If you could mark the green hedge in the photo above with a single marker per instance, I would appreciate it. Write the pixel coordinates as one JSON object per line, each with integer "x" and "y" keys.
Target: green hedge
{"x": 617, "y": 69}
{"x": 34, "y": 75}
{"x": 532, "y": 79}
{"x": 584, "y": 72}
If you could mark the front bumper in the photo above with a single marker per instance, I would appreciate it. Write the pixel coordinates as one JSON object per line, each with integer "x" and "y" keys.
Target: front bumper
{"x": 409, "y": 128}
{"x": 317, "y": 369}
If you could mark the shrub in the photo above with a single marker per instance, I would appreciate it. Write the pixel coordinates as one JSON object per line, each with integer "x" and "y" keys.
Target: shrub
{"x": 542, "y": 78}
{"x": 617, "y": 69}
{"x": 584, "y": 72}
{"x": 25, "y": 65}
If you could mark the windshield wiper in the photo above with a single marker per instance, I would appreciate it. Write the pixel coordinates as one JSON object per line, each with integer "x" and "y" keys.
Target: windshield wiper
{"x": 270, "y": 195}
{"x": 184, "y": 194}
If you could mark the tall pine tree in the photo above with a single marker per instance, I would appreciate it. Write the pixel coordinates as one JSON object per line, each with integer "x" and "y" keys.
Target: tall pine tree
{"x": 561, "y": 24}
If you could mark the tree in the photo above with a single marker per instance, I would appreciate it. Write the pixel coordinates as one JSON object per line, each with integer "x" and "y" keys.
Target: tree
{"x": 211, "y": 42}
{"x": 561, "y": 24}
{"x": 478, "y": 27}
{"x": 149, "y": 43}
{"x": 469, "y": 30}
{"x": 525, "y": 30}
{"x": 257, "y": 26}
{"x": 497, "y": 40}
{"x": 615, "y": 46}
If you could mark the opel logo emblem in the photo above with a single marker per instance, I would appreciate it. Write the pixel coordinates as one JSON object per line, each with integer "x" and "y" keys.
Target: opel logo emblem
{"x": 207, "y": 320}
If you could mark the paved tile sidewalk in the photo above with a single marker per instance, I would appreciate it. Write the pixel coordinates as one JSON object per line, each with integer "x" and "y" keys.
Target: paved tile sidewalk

·····

EXERCISE INSTRUCTIONS: Can you reproduce every one of the entries above, character for character?

THE ANSWER:
If you could mark the green hedge in the photo above with a single marker per instance, I would appreciate it. Write the pixel coordinates as one JSON object per line, each with integer "x" and "y" keys.
Target: green hedge
{"x": 617, "y": 69}
{"x": 34, "y": 75}
{"x": 532, "y": 79}
{"x": 584, "y": 72}
If you could mark the front bumper in the photo above with a single marker per instance, I would appreciate it. Write the pixel coordinates as one JSON object per line, each with integer "x" and "y" keys.
Target: front bumper
{"x": 409, "y": 128}
{"x": 317, "y": 369}
If you could mark the shrub in the photo above with a single marker per instance, I would appreciate it. Write the pixel coordinates as one JSON object per line, each with integer "x" and "y" keys.
Target: shrub
{"x": 542, "y": 78}
{"x": 617, "y": 69}
{"x": 584, "y": 72}
{"x": 25, "y": 65}
If you could mark the windshield wiper in the photo above with a single marker per instance, I would appreciate it. Write the pixel coordinates as one JSON object per line, each with integer "x" and "y" keys.
Target: windshield wiper
{"x": 270, "y": 195}
{"x": 184, "y": 194}
If you could mark the tall pine tree in the photo above with a single marker per instance, I would appreciate it. Write the pixel coordinates as one JSON object per line, each with integer "x" and "y" keys.
Target: tall pine tree
{"x": 561, "y": 24}
If you could mark the tree in the photo above with a single marker per instance, I would appreciate it. Write the pixel coordinates as one JSON object per line, each with integer "x" and "y" keys.
Target: tree
{"x": 211, "y": 42}
{"x": 561, "y": 24}
{"x": 478, "y": 27}
{"x": 149, "y": 43}
{"x": 469, "y": 30}
{"x": 525, "y": 30}
{"x": 257, "y": 26}
{"x": 497, "y": 40}
{"x": 615, "y": 46}
If you could mark the opel logo emblem in the photo above with a single marker per instance, I would appreciate it. Write the pixel coordinates as one JSON object per line, each with integer "x" and "y" keys.
Target: opel logo emblem
{"x": 207, "y": 320}
If you could mark the paved tile sidewalk in the photo above with a single marker per instance, I would appreciate it. Write the pixel coordinates as one JSON object per line, each with integer "x" and "y" keys.
Target: paved tile sidewalk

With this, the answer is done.